**LISTED RECORDS**
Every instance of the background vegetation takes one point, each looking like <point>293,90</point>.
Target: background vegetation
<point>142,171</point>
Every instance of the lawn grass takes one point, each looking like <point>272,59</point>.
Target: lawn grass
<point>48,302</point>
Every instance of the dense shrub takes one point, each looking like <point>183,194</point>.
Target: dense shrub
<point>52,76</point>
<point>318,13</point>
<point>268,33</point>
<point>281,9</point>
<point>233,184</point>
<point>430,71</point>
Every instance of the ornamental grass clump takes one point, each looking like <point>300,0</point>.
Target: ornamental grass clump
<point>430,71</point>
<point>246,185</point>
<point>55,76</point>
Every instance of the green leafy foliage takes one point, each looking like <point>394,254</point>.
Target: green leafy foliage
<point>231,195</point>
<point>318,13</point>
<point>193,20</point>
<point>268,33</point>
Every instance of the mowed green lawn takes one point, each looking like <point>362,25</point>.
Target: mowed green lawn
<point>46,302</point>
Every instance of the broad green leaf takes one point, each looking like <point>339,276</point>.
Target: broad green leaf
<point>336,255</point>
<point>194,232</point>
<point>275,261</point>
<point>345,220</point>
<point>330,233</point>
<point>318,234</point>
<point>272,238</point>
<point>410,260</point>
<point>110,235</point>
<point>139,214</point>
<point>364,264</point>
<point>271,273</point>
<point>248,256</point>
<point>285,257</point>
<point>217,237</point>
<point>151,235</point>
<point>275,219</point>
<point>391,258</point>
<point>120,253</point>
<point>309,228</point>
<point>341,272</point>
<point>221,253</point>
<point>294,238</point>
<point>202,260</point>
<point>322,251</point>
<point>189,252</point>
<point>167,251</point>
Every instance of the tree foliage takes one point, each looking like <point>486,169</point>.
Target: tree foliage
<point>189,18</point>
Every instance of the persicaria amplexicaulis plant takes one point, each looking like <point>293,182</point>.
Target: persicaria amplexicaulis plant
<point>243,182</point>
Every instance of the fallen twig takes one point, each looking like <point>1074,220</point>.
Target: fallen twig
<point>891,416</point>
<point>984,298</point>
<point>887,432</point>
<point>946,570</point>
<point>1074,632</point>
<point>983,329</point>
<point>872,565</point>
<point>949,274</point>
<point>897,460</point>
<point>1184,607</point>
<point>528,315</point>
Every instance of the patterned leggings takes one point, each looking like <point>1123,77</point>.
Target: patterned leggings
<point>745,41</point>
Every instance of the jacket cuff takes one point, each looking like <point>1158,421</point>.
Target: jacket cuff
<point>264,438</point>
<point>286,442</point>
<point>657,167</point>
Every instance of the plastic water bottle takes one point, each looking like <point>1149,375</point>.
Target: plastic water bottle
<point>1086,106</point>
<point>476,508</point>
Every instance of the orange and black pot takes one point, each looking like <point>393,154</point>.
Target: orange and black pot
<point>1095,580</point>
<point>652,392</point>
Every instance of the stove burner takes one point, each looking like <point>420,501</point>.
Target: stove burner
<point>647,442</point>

**TASK TO CARRY OUT**
Write out every line of the data again, exactly as it reads.

**COMPLETED TASK**
Every instance of the background vegetation takes one point, each looking like <point>293,90</point>.
Target: background vegetation
<point>142,171</point>
Every instance of the lawn grass takes one point, each looking like <point>272,59</point>.
Target: lawn grass
<point>48,302</point>
Every instance of the dense shrub takes one point, each looking like <point>183,194</point>.
Target: dense shrub
<point>52,76</point>
<point>318,13</point>
<point>268,33</point>
<point>281,9</point>
<point>233,184</point>
<point>430,71</point>
Every instance of the ornamental grass clump takes one point, each looking like <point>300,0</point>.
Target: ornamental grass clump
<point>430,71</point>
<point>246,185</point>
<point>55,76</point>
Every instance of the green leafy foliage takes one point, each looking like <point>394,254</point>.
Target: green leafy foliage
<point>231,195</point>
<point>318,13</point>
<point>193,20</point>
<point>268,33</point>
Every instance of the mowed green lawn takes one point, each looking like <point>362,25</point>.
Target: mowed green lawn
<point>46,302</point>
Every instance of the broad green leaf takes one point, each looking like <point>339,276</point>.
Target: broad green leaf
<point>336,255</point>
<point>194,232</point>
<point>275,261</point>
<point>345,220</point>
<point>330,233</point>
<point>318,234</point>
<point>272,238</point>
<point>410,260</point>
<point>110,235</point>
<point>139,214</point>
<point>364,264</point>
<point>271,273</point>
<point>248,256</point>
<point>285,257</point>
<point>217,237</point>
<point>151,235</point>
<point>275,219</point>
<point>391,258</point>
<point>120,253</point>
<point>309,228</point>
<point>341,272</point>
<point>221,253</point>
<point>294,238</point>
<point>202,260</point>
<point>322,251</point>
<point>189,252</point>
<point>167,251</point>
Every instance of the tree foliage takes one point, each looking like <point>486,169</point>.
Target: tree foliage
<point>189,18</point>
Every instance of the persicaria amplexicaulis plant takes one point, each looking like <point>293,182</point>.
Target: persicaria amplexicaulis plant
<point>243,182</point>
Every instance of the fallen twig takes one point, each looking like <point>1074,220</point>.
Target: fallen twig
<point>891,416</point>
<point>984,298</point>
<point>887,432</point>
<point>946,570</point>
<point>1074,632</point>
<point>983,329</point>
<point>872,565</point>
<point>949,274</point>
<point>897,460</point>
<point>1184,607</point>
<point>528,315</point>
Every instance of the patterned leggings takes one point, each looking like <point>1123,77</point>.
Target: patterned leggings
<point>745,41</point>
Every instance of the jacket cuff takes one point, each looking like <point>1158,421</point>.
Target: jacket cuff
<point>264,438</point>
<point>286,442</point>
<point>657,167</point>
Every instance of the plastic water bottle takes one point, each looking like <point>1149,375</point>.
Target: plastic water bottle
<point>1086,106</point>
<point>476,508</point>
Every instance of the orange and black pot takes one point, each looking like <point>393,154</point>.
Target: orange and black pot
<point>1095,580</point>
<point>652,392</point>
Every instance of the stove burner takes one point, each looking like <point>420,501</point>.
Target: stove burner
<point>647,442</point>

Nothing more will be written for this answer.